UNITED STATES
SECURITIES AND EXCHANGE COMMISSION
Washington, D.C. 20549
 
FORM 8-K
CURRENT REPORT
Pursuant To Section 13 OR 15(d) of the Securities Exchange Act of 1934
 
Date of report (Date of earliest event reported): July 20, 2010
HUDSON CITY BANCORP, INC.
(Exact name of registrant as specified in its charter)
         
Delaware
(State or other
jurisdiction of
incorporation)
  0-26001
(Commission File
Number)
  22-3640393
(IRS Employer
Identification No.)
WEST 80 CENTURY ROAD
PARAMUS, NEW JERSEY 07652

(Address of principal executive offices, including zip code)
Registrant’s telephone number, including area code: (201) 967-1900
Not Applicable
(Former name or former address, if changed since last report)
Check the appropriate box below if the Form 8-K is intended to simultaneously satisfy the filing obligation of the registrant under any of the following provisions:
o Written communications pursuant to Rule 425 under Securities Act (17 CFR 230.425)
o Soliciting material pursuant to Rule 14a-12 under Exchange Act (17 CFR 240.14a-12)
o Pre-commencement communications pursuant to Rule 14d-2(b) under Exchange Act (17 CFR 240.14d-2(b))
o Pre-commencement communications pursuant to Rule 13e-4(c) under Exchange Act (17 CFR 240.13e-4(c))
 
 

 


 

Item 2.02   Results of Operations and Financial Condition.
     On July 21, 2010, Hudson City Bancorp, Inc. (the “Company”), the holding company for Hudson City Savings Bank (the “Bank”), issued a press release announcing financial results for the quarter ended June 30, 2010. A copy of the press release is attached as Exhibit 99.1 to this Report.
Item 5.02 Departure of Directors or Certain Officers; Election of Directors; Appointment of Certain Officers; Compensatory Arrangements of Certain Officers.
     On July 20, 2010, the Board of Directors of the Company (the “Board”) elected a new director, Cornelius E. Golding, to serve on the Company’s Board. Mr. Golding’s election is effective immediately. Mr. Golding will stand for election at the annual meeting of shareholders in 2011, and if elected by the Company’s shareholders, will serve until the expiration of his term at the Company’s 2013 annual meeting of shareholders. Mr. Golding has been appointed to serve on the Company’s Audit and Nominating and Governance Committees. Mr. Golding will also serve as a director of the Bank.
⁂
Tasks for this exercise
(a) In the Hudson City Bancorp filing, reproduce everything from "WEST 80 CENTURY" down to "since last report)", substituting "None" for "Not Applicable".
(b) Write the next part of the Hudson City Bancorp Form 8-K filing, picking up after its final sentence.

[Position annotation records]
⁂
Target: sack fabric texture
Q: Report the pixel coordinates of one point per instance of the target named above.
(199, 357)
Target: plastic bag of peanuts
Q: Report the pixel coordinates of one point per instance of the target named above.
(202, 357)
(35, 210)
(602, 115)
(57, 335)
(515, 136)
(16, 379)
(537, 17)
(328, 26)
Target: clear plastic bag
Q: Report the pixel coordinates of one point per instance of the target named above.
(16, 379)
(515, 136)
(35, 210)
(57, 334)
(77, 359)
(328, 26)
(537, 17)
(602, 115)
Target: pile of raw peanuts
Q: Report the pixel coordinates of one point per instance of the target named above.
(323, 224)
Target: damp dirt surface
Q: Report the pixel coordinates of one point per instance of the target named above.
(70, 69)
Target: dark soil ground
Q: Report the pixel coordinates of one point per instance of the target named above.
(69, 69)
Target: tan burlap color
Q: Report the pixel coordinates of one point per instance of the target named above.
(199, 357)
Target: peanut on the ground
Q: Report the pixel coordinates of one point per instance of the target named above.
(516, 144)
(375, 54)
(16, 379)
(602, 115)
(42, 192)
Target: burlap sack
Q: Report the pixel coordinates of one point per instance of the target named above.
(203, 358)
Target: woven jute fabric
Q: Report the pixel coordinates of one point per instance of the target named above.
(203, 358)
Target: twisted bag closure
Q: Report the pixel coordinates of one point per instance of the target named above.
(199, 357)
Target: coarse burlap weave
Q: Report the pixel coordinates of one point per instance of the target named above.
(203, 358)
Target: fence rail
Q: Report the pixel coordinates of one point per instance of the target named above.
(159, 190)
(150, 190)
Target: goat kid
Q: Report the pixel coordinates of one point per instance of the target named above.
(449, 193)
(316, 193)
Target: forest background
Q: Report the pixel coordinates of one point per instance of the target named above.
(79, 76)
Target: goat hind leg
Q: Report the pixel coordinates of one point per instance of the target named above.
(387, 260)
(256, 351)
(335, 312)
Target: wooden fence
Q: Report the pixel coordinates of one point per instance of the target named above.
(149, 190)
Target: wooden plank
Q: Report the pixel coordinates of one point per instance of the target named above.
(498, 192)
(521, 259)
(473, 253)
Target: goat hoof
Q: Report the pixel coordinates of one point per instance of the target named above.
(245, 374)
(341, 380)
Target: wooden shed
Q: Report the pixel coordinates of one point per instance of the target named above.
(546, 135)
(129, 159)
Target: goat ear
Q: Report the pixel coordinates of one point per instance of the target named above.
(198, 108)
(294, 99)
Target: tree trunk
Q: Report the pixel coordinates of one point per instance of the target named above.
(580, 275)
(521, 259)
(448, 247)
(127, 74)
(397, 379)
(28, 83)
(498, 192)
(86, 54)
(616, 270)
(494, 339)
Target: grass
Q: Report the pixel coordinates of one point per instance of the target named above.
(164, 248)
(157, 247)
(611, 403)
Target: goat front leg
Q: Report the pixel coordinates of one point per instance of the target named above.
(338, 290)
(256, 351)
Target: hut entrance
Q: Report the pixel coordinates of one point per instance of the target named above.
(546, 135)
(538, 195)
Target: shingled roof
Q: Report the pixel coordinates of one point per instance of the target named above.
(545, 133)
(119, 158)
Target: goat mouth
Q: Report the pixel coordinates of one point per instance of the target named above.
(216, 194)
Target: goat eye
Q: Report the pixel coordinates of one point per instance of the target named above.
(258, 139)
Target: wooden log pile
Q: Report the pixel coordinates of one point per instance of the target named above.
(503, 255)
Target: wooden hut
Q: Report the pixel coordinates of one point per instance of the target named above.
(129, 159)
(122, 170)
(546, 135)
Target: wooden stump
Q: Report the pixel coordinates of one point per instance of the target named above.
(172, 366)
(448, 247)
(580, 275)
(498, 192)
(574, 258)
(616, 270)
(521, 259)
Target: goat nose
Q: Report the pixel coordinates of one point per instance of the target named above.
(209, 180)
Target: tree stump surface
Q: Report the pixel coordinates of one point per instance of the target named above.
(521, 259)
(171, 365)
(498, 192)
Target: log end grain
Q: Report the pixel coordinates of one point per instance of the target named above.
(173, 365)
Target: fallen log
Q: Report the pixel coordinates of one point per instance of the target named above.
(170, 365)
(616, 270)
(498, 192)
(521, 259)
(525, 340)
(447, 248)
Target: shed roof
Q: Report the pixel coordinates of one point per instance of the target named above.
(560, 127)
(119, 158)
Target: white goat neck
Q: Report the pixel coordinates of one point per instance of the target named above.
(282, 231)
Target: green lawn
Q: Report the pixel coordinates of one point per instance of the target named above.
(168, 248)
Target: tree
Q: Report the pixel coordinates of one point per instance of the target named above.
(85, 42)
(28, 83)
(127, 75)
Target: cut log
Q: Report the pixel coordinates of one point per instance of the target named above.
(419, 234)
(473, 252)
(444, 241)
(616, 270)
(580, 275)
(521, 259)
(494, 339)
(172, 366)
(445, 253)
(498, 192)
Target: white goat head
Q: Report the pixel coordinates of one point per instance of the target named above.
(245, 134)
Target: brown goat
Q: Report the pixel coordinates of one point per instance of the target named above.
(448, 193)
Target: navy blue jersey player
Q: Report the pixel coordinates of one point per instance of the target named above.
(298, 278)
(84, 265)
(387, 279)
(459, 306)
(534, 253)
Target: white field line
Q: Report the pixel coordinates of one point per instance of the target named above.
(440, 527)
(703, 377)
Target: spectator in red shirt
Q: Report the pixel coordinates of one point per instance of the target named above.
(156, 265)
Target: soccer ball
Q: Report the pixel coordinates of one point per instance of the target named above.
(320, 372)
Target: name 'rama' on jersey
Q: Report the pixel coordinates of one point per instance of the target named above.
⁂
Task-by-task outputs
(a)
WEST 80 CENTURY ROAD
PARAMUS, NEW JERSEY 07652

(Address of principal executive offices, including zip code)
Registrant’s telephone number, including area code: (201) 967-1900
None
(Former name or former address, if changed since last report)

(b)
     Mr. Golding will receive cash compensation for his service on the Board, and any committee of the Board on which he serves, in accordance with the Company’s compensation arrangements for non-employee directors. A description of the Company’s compensation arrangements for non-employee directors is set forth in our definitive proxy statement for the 2010 annual meeting of shareholders, filed with the Securities and Exchange Commission on March 18, 2010. Mr. Golding will also receive an initial deferred stock unit award of the Company’s common stock valued at $250,000, with the actual number of shares to be issued in settlement of that award to be based upon the final reported sale price of the Company’s common stock on the Nasdaq Stock Market on July 23, 2010. The deferred stock unit award will be awarded pursuant to the terms of the Company’s 2006 Stock Incentive Plan. The deferred stock unit award will vest in equal installments over a period of three years. Mr. Golding will receive dividend equivalent rights in respect of the deferred stock unit award whether such shares are vested or unvested but will have no voting rights prior to settlement. Settlement of the deferred stock unit award will not occur until six months following termination of service. Pursuant to the 2006 Stock Incentive Plan, Mr. Golding will also be granted the option to purchase 37,500 shares of the Company’s common stock at an exercise price equal to the final reported sale price for shares of the Company’s common stock on the Nasdaq Stock Market on July 23, 2010. The option will vest on July 23, 2011 and have a term of ten years from the grant date subject to accelerated vesting as provided in the 2006 Stock Incentive Plan.
     There are no arrangements or understandings between Mr. Golding and any other persons pursuant to which Mr. Golding was selected as a director of the Company.
     Mr. Golding has not been a participant in, or is to be a participant in, any related-person transaction or proposed related-person transaction required to be disclosed by Item 404(a) of Regulation S-K under the Securities Exchange Act of 1934.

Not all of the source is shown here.